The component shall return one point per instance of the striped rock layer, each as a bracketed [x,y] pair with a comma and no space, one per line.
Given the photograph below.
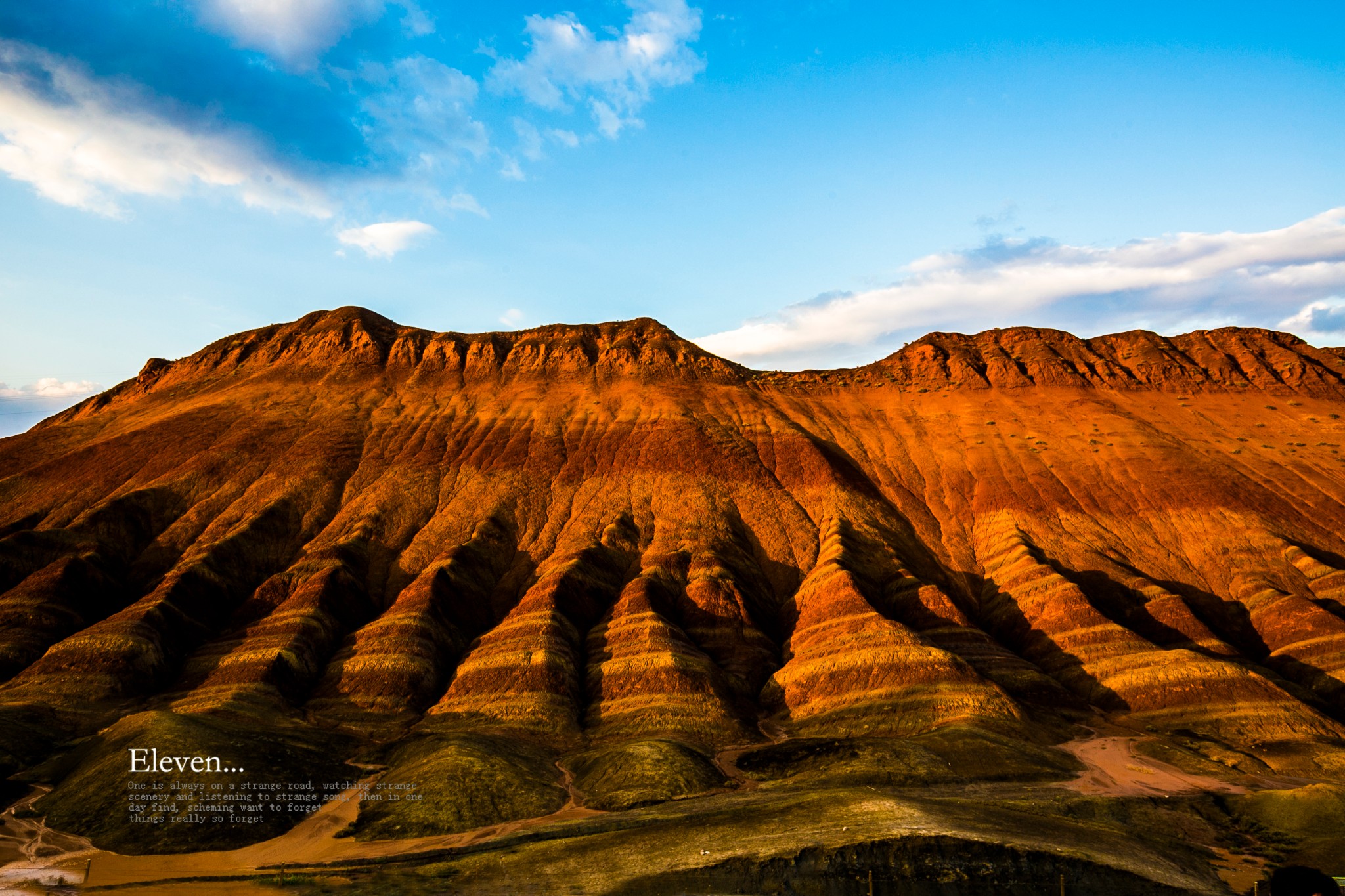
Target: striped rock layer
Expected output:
[604,534]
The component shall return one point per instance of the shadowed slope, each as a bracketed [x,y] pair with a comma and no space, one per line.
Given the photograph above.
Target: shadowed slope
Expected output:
[604,540]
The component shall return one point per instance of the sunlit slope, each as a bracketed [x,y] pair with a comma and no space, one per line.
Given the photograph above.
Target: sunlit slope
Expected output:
[595,535]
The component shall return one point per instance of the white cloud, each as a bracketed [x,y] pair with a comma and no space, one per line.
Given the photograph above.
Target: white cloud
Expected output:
[529,140]
[467,202]
[567,64]
[296,32]
[1324,322]
[564,137]
[422,108]
[50,387]
[79,142]
[1156,282]
[385,240]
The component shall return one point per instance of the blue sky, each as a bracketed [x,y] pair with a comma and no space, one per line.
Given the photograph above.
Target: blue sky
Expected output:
[801,186]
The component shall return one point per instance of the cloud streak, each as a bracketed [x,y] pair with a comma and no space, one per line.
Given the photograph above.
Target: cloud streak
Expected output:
[385,240]
[1173,280]
[568,65]
[49,387]
[79,142]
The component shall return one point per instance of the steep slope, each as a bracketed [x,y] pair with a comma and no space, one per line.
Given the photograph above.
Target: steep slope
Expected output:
[604,539]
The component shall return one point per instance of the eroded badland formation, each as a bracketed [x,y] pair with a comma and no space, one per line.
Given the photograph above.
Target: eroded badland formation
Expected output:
[741,630]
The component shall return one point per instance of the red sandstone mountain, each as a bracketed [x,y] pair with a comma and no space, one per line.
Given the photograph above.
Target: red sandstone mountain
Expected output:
[595,535]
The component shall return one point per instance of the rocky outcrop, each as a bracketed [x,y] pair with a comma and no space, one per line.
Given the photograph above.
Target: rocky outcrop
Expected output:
[585,536]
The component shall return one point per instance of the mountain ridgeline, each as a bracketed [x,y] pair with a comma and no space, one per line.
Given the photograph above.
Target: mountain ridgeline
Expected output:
[342,536]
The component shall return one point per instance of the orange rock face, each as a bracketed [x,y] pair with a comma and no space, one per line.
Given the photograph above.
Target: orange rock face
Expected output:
[600,534]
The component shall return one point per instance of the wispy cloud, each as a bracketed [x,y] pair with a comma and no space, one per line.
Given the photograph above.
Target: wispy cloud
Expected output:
[386,238]
[466,202]
[50,387]
[81,142]
[568,65]
[1321,322]
[290,32]
[422,109]
[1174,280]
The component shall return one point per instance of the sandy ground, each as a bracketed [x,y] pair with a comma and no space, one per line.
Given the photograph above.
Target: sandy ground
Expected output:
[1116,770]
[314,840]
[32,851]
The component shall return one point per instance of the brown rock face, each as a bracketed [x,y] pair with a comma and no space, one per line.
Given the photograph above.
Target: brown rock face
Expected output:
[602,534]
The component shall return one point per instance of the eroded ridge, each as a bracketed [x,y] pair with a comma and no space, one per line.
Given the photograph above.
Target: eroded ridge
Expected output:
[596,559]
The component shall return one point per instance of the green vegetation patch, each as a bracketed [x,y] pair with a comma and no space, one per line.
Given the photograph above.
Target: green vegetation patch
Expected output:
[643,773]
[95,794]
[460,782]
[954,754]
[1313,816]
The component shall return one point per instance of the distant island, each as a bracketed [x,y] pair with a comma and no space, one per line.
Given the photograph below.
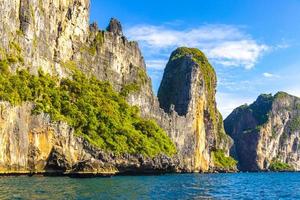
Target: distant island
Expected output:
[77,101]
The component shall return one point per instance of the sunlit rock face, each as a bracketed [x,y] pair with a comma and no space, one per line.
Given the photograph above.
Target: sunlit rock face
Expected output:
[187,93]
[266,132]
[56,36]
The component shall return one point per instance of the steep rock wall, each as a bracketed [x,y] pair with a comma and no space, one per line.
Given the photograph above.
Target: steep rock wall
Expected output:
[266,132]
[55,36]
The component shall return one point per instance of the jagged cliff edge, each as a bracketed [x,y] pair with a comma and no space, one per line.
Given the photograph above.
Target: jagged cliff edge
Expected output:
[52,35]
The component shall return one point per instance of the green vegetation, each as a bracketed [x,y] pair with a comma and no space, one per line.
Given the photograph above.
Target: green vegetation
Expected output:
[92,107]
[281,95]
[209,76]
[130,88]
[223,161]
[8,59]
[294,124]
[280,166]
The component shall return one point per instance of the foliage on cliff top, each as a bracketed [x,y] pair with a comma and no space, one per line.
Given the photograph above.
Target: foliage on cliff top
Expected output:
[259,110]
[92,107]
[280,166]
[208,73]
[222,161]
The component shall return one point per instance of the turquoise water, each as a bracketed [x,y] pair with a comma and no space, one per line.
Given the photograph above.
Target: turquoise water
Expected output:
[182,186]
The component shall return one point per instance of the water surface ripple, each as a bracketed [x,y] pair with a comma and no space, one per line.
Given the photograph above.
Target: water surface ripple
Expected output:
[177,186]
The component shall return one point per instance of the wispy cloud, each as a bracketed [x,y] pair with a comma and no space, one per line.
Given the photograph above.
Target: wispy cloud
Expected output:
[224,44]
[270,75]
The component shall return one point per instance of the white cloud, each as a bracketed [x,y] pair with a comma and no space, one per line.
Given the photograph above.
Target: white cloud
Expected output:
[223,44]
[270,75]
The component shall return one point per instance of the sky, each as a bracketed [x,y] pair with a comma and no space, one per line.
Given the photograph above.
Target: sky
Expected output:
[254,45]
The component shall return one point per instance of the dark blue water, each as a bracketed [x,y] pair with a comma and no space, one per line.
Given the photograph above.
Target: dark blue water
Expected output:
[182,186]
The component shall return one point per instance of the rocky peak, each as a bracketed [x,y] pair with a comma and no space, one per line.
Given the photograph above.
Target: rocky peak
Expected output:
[266,133]
[115,27]
[186,71]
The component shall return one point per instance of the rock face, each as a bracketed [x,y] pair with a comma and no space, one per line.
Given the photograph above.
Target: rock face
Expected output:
[187,93]
[266,132]
[32,144]
[56,36]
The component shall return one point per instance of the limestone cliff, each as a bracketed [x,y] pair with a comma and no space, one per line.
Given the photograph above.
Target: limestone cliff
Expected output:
[34,144]
[266,133]
[55,36]
[187,91]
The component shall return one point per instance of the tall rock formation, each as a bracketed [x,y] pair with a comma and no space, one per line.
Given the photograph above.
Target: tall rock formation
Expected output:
[55,36]
[266,133]
[187,93]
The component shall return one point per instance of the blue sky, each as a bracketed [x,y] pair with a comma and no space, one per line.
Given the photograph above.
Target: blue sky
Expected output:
[254,45]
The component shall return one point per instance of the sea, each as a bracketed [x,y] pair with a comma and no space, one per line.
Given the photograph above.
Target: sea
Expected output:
[171,186]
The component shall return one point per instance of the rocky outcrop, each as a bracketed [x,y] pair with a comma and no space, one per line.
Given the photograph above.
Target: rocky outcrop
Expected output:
[55,36]
[187,94]
[33,144]
[266,133]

» **DIRECTIONS**
Return, unchanged, each line from the line containing "rocky peak, each" through the last line of the material.

» **EXERCISE ANSWER**
The component shall return one point per instance of the rocky peak, each as a bracketed [x,y] pair with a comma and no space, one per line.
Given the photograph above.
Target: rocky peak
Expected output:
[266,133]
[115,27]
[186,71]
The component shall return one point per instance of the rock face, each as a bracketed [x,y] pair with a comma and no space, one per line.
Given the photograph above.
Target: rock face
Expected output:
[187,93]
[266,132]
[32,144]
[56,36]
The component shall return one point per instance of the limestone cliff, each as a bracketed [x,y] pair with a comma and no space, one per line.
Given the photograph above.
Target: limestone cliff
Expected output:
[34,144]
[266,133]
[55,36]
[187,91]
The component shall return one point per instance of the tall rock formation, each as a bracketed [x,y] pair with a comma and no space, one per line.
Given the photograph above.
Target: tall rock formation
Expected output:
[55,36]
[266,133]
[187,93]
The component shall return one point per instance of the blue sky, each as a bracketed [x,y] pair with a comma and no space, one per line.
Given the photograph above.
Target: blue sky
Expected output:
[254,45]
The component shall return one point per instance of the sea, each as a bracketed [x,y] pair with a comma and no space, one per line.
Given the photograph above.
Target: sea
Expected output:
[171,186]
The component shall return one point per instance of the rocky outcrop, each as a bracketed [x,y] pair with a comma and no space, one per line.
Given the photograph above.
Target: rocky outcrop
Expected output:
[55,36]
[187,94]
[33,144]
[266,133]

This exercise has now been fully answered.